- **Stated problem**
Quote precisely the final stretch of the listing: start at the line containing "of the crowd" and stop after the last line.

- **Data entries**
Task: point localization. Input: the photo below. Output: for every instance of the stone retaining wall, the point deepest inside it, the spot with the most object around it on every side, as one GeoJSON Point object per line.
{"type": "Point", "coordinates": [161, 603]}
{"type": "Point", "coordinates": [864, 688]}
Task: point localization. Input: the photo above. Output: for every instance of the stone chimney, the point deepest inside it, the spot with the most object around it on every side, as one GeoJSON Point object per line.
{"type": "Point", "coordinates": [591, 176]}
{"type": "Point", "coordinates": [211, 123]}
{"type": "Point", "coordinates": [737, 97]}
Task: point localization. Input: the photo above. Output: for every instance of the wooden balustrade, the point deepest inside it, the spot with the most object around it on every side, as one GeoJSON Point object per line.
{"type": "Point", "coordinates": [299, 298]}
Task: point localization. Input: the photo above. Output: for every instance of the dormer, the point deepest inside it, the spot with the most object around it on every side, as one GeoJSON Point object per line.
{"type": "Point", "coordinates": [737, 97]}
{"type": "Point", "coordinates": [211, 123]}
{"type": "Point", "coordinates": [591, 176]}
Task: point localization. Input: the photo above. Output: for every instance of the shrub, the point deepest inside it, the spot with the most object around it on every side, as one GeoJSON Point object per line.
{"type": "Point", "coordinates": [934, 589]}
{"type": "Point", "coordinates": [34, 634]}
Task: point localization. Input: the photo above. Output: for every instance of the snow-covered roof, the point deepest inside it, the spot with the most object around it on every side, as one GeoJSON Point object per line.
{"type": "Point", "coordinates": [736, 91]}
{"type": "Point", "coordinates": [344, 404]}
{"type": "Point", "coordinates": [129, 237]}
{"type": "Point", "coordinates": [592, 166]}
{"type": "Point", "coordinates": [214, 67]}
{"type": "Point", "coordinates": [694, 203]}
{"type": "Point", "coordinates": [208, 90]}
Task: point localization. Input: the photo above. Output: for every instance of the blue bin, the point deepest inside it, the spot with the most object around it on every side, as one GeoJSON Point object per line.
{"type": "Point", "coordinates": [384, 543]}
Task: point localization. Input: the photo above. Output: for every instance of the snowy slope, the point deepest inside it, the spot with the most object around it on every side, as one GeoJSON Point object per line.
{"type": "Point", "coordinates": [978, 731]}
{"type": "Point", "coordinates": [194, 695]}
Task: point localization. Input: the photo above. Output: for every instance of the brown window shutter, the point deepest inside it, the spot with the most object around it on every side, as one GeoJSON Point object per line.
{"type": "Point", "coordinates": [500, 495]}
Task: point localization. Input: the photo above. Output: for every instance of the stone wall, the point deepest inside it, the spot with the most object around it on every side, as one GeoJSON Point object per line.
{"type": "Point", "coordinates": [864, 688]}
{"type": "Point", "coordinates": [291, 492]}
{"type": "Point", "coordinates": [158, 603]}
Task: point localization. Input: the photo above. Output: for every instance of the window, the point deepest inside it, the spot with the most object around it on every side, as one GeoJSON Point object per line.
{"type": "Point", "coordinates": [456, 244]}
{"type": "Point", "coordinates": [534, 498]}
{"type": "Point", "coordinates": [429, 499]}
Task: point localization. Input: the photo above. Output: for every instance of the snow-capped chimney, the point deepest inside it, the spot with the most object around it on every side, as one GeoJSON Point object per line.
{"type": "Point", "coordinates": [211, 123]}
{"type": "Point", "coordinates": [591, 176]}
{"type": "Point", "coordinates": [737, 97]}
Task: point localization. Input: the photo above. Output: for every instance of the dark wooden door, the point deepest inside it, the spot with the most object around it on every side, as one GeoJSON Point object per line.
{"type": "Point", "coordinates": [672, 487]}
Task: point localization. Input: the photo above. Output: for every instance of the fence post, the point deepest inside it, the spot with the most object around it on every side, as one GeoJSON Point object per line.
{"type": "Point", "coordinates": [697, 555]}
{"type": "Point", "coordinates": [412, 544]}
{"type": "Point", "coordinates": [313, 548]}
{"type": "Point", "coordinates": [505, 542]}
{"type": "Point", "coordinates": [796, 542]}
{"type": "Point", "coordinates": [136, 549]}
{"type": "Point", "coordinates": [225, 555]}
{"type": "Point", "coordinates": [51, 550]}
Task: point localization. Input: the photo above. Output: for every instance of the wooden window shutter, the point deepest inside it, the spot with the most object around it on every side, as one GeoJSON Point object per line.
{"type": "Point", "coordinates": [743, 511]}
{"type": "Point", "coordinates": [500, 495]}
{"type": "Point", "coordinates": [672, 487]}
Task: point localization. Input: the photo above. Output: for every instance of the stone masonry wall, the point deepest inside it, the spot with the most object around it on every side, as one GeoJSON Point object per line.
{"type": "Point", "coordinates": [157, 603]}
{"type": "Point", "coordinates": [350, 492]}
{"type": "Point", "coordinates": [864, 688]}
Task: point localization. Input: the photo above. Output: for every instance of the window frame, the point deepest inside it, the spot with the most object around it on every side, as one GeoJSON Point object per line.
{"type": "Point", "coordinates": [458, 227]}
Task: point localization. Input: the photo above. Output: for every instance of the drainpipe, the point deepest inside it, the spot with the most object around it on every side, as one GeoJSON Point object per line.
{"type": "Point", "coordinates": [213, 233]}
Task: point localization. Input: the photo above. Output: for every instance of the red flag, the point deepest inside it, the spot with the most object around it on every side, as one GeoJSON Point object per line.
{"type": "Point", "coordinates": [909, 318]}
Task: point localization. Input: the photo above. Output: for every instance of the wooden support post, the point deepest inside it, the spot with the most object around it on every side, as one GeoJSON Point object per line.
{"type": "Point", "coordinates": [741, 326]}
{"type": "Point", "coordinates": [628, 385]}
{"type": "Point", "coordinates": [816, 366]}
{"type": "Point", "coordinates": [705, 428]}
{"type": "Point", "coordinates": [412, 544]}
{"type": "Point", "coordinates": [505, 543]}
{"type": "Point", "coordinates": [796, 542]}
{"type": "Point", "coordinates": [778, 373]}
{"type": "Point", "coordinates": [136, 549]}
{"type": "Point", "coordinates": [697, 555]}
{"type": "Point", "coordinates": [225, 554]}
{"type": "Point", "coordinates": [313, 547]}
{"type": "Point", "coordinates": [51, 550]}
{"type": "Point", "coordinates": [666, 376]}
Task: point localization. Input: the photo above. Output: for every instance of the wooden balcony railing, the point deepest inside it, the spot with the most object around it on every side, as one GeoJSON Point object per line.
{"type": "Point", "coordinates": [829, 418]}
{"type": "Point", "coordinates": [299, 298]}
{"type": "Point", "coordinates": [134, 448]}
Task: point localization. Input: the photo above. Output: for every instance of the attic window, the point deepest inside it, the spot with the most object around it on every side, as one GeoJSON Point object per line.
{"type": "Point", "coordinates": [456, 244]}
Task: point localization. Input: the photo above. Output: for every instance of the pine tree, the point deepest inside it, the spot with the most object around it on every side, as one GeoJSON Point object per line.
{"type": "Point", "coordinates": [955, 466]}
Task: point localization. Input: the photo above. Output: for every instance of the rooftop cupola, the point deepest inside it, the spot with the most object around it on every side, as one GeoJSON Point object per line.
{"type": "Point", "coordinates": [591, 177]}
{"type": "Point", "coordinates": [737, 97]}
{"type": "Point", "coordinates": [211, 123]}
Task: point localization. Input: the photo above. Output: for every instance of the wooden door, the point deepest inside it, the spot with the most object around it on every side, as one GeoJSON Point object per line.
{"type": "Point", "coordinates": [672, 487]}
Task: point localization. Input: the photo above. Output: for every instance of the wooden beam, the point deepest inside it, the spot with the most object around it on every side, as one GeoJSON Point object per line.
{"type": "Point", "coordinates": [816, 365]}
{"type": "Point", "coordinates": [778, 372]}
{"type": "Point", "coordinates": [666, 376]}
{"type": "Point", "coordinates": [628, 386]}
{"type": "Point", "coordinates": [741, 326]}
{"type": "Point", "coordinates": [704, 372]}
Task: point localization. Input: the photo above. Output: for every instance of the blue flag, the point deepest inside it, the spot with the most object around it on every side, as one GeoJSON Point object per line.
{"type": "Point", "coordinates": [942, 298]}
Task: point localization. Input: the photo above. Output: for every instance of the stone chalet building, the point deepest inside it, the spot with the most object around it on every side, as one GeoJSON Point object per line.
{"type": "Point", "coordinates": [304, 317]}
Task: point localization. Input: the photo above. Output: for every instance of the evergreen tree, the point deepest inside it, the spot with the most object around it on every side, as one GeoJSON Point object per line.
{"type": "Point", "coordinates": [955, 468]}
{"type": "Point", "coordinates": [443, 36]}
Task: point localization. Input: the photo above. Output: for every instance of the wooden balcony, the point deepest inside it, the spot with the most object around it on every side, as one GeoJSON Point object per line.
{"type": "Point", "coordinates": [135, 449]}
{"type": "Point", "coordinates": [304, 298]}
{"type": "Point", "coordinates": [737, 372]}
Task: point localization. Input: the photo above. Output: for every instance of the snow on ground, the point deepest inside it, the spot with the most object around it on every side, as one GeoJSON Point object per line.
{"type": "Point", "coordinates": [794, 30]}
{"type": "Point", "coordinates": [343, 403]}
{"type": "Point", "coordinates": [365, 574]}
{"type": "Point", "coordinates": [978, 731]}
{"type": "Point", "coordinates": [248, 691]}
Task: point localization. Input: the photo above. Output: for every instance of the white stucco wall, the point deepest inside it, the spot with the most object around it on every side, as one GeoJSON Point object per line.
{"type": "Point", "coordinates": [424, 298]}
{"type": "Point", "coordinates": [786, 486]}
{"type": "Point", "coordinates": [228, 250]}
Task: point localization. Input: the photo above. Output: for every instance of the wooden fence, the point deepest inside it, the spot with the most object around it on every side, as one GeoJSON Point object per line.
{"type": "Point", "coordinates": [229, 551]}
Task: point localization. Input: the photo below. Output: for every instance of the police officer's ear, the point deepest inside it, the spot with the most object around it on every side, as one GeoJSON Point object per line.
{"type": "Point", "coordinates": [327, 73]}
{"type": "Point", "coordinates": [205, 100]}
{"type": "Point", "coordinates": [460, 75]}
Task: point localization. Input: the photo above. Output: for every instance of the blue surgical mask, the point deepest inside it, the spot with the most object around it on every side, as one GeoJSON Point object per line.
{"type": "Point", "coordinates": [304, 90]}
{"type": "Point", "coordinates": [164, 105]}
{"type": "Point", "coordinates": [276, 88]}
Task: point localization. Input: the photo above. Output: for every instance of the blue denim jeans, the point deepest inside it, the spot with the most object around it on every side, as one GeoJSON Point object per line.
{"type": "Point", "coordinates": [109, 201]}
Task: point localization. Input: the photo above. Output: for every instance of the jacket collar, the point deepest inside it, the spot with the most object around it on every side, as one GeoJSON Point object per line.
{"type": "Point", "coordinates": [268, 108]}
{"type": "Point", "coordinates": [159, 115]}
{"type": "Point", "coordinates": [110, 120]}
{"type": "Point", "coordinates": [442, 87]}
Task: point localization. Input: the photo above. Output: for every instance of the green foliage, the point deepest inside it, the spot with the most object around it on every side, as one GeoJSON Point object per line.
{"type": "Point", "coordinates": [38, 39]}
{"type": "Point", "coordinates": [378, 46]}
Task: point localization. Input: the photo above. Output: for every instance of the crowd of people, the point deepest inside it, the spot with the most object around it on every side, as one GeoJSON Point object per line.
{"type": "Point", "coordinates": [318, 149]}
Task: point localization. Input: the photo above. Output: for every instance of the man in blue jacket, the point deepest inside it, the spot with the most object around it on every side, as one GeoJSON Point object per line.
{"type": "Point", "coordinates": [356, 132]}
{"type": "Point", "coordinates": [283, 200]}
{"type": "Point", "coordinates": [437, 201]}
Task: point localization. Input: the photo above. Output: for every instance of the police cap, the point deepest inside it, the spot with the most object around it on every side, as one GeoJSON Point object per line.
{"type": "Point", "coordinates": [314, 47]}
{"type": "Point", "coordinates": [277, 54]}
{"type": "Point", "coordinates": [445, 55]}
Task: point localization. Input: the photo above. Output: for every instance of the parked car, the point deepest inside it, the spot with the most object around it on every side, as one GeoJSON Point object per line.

- **Output of the exercise**
Task: point localization. Input: the photo above. Output: for every instance of the crowd of people, the point deepest inside it, the spot with the most object around it on every side, as one GeoJSON Point object per line.
{"type": "Point", "coordinates": [318, 149]}
Task: point localization. Input: the photo above. Output: for every instance of the man in blue jacket, the point deepest inside it, the spot with the most object around it on every side, as one GeoJSON Point object per line.
{"type": "Point", "coordinates": [356, 132]}
{"type": "Point", "coordinates": [283, 200]}
{"type": "Point", "coordinates": [437, 201]}
Task: point localization. Input: the photo above. Output: for every instance of the police cap, the point deepest inside it, the spot with the most object around it on every side, as one GeoJSON Point object per line.
{"type": "Point", "coordinates": [314, 47]}
{"type": "Point", "coordinates": [277, 54]}
{"type": "Point", "coordinates": [445, 55]}
Task: point localization. Input: the photo above. Output: for every instance of the parked car, the point deepest inside it, the spot with the most object around it on every side, as one GeoJSON Point object per line.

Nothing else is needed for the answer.